◆ **EXERCISE GOAL**:
The records that follow must be reproduced in full, exactly as written.

◆ **RECORDS FOR THE EXERCISE**:
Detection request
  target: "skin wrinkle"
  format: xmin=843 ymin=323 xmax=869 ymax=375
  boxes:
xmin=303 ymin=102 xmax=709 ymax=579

◆ **WORKED SOLUTION**:
Detection request
  target: "skin wrinkle"
  format: xmin=843 ymin=323 xmax=869 ymax=375
  boxes:
xmin=303 ymin=102 xmax=709 ymax=579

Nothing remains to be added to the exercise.